1.3 Exclusive Services. Executive agrees to devote his full time, attention, and energy to performing his duties and responsibilities to the Company under this Agreement during the period that this Agreement is in effect. Notwithstanding the foregoing, the Executive may (i) serve on the boards of directors or equivalent bodies of nonprofit organizations and business entities, (ii) undertake outside speaking and writing engagements not related to the Company’s business, and (iii) continue to engage in private investment activities, in each case provided that none of the foregoing activities materially interferes with the performance of the Executive’s duties hereunder or creates a potential business conflict or the appearance thereof. The Company hereby acknowledges that the Executive shall be entitled to continue serving as a member of the board of directors of Firstmark Corporation provided that such service does not, in the future, materially interfere with the performance of the Executive’s duties hereunder or create a potential business conflict or the appearance thereof. The Executive shall be entitled to retain any compensation received on account of services rendered in accordance with this Section.
II. | Compensation, Equity Ownership, Benefits, and Perquisites. |
2.1 Salary. During the term of this Agreement, the Company shall continue to pay Executive a salary at the annual rate of $380,786. The salary shall be payable in accordance with the Company’s standard payroll policy. Executive’s salary shall be increased only by formal action of the Company’s Compensation Committee and Board of Directors. The salary shall be reviewed by the Compensation Committee on an annual basis.
2.2 Vacations. Executive shall be entitled to four (4) weeks of paid vacation per year.

Detection examples:
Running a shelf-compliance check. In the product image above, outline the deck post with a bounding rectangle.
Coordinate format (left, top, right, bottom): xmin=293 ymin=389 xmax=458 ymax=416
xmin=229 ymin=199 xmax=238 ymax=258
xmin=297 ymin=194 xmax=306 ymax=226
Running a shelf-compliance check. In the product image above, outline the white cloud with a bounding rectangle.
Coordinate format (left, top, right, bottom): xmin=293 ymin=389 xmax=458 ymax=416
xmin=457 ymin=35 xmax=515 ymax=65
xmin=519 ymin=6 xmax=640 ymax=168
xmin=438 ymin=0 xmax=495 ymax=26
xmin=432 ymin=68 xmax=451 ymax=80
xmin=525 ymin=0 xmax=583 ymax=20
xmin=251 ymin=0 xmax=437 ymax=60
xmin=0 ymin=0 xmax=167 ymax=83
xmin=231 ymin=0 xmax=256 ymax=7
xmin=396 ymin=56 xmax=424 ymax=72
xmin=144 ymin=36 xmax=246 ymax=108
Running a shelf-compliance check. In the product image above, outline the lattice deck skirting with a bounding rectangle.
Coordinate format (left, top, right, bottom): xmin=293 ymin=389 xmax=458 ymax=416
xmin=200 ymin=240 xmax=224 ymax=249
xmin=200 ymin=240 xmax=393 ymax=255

◆ **TASKS FOR THIS EXERCISE**:
1 - Rewrite the employment agreement excerpt starting with "II. | Compensation, Equity" and going on through "vacation per year.", swapping "Compensation Committee" for "Remuneration Committee".
2 - According to the employment agreement excerpt, at what annual rate is the Executive's salary paid?
Work only from the employment agreement excerpt and set the material aside.

◆ **SOLUTIONS TO THE TASKS**:
1 -
II. | Compensation, Equity Ownership, Benefits, and Perquisites. |
2.1 Salary. During the term of this Agreement, the Company shall continue to pay Executive a salary at the annual rate of $380,786. The salary shall be payable in accordance with the Company’s standard payroll policy. Executive’s salary shall be increased only by formal action of the Company’s Remuneration Committee and Board of Directors. The salary shall be reviewed by the Remuneration Committee on an annual basis.
2.2 Vacations. Executive shall be entitled to four (4) weeks of paid vacation per year.

2 - $380,786